WHAT THE TASK REQUIRES
Reproduce the stretch of the article on the nano 3D printed IVF device from "Nano 3D printing" through "2PP 3D printer.".

SELECTED EXTRACT
********************

Nano 3D Printed Device Improves IVF Cycles up to 40%

Nano 3D printing is a very niche technological area whose applications have, so far, been mostly demonstrated in lab environments, as far as we know. So, actual use cases for the ability to 3D print at the submicron level are still being explored. Fertilis Pty Ltd, an Australian specialist in in vitro fertilization (IVF), has demonstrated one potentially fruitful application in the medical space. By using an NanoOne 2PP 3D printer from UpNano, the company was able to 3D print a dynamic cell culture that reduces cycles for implanting embryos by 30 to 40 percent.

The NanoOne 2PP 3D printer.

The pre-implantation phase of IVF is a particularly delicate one in which the embryonic cells are exposed to continuous changes in environment. This stress placed on the culture increases the possibility of failure, making more IVF cycles necessary. To overcome this issue, Fertilis developed a unique device that makes it possible to precisely monitor and control the culturing process of the fertilized eggs so that they don’t need to be moved between petri dishes. The microfluidic device makes it possible to change the nutrient medium that surrounds the embryo in an automated and less disruptive fashion, resulting in a more optimized growth environment.

********************

[Referring expression pointing data]

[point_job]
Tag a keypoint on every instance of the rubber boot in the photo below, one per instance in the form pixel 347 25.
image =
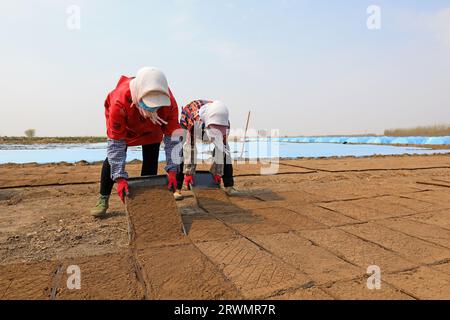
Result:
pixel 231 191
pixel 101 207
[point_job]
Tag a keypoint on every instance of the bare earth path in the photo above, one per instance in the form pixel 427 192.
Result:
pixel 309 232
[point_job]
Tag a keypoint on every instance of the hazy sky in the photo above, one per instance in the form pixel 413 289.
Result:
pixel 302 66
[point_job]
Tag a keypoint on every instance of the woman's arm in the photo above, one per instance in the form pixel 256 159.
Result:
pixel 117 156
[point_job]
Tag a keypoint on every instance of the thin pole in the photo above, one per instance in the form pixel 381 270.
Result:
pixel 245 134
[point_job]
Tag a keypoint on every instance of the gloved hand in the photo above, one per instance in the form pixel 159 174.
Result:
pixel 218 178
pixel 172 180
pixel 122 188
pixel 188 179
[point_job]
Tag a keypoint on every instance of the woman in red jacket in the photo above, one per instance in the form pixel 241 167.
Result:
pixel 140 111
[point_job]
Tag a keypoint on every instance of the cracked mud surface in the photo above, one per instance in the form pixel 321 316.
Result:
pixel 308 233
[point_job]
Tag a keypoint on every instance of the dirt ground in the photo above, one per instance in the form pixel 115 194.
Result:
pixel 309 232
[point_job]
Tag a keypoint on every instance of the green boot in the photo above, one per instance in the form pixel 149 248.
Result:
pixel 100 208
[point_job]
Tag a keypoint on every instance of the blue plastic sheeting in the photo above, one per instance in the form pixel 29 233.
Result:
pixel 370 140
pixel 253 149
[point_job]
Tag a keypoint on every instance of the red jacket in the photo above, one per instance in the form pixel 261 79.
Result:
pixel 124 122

********************

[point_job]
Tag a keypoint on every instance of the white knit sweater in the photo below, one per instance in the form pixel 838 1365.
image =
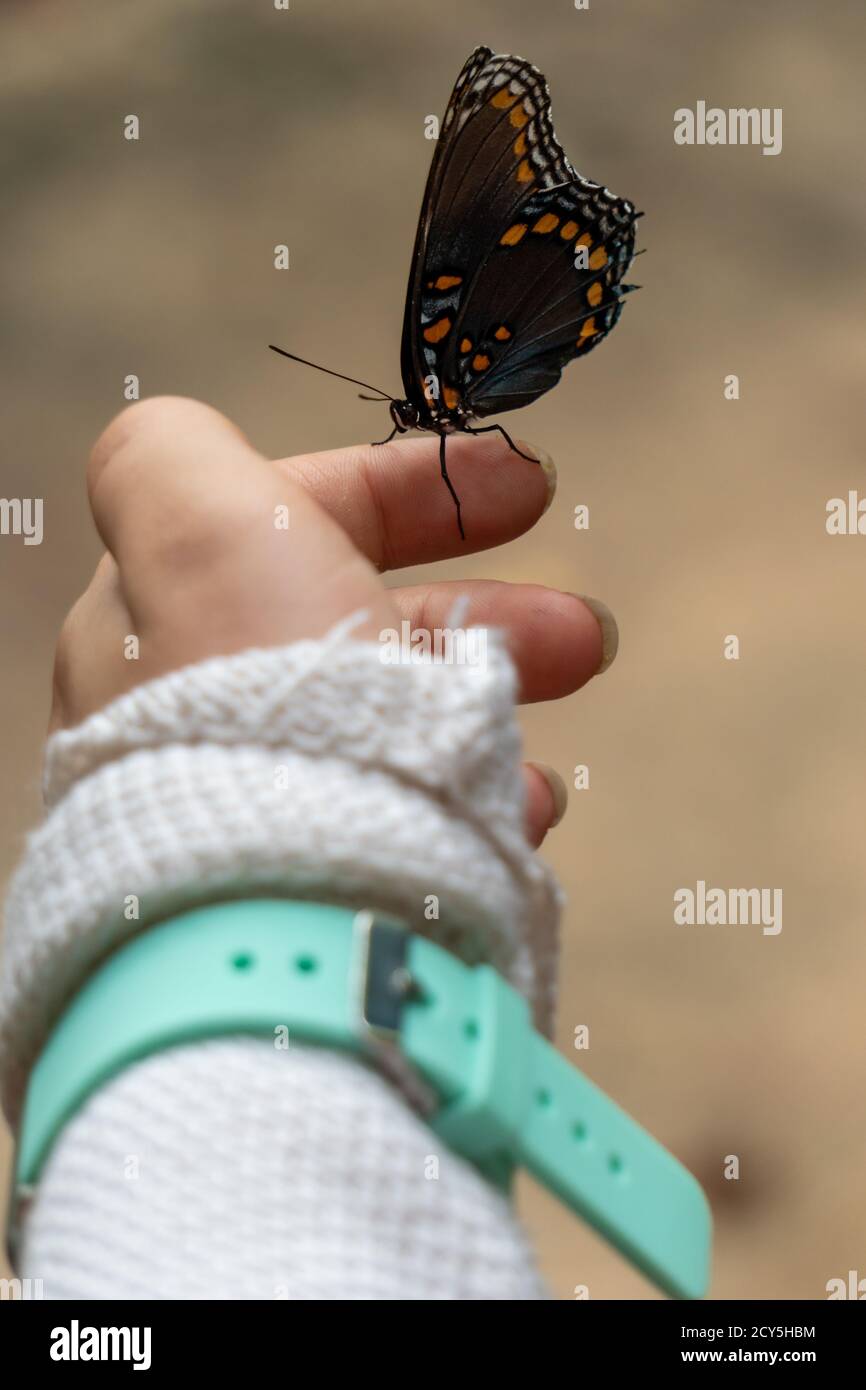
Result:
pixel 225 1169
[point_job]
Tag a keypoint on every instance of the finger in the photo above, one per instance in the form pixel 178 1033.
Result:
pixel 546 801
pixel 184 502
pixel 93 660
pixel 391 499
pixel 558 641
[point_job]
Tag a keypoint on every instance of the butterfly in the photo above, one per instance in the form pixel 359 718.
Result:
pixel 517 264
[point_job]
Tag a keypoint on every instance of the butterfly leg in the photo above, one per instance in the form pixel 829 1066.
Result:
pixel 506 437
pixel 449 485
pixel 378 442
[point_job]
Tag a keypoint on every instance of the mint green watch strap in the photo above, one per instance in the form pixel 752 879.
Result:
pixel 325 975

********************

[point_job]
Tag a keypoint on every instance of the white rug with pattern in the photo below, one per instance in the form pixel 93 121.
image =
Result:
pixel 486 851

********************

SOLUTION TO THE PROBLEM
Nano 3D printing is a very niche technological area whose applications have, so far, been mostly demonstrated in lab environments, as far as we know. So, actual use cases for the ability to 3D print at the submicron level are still being explored. Fertilis Pty Ltd, an Australian specialist in in vitro fertilization (IVF), has demonstrated one potentially fruitful application in the medical space. By using an NanoOne 2PP 3D printer from UpNano, the company was able to 3D print a dynamic cell culture that reduces cycles for implanting embryos by 30 to 40 percent.

The NanoOne 2PP 3D printer.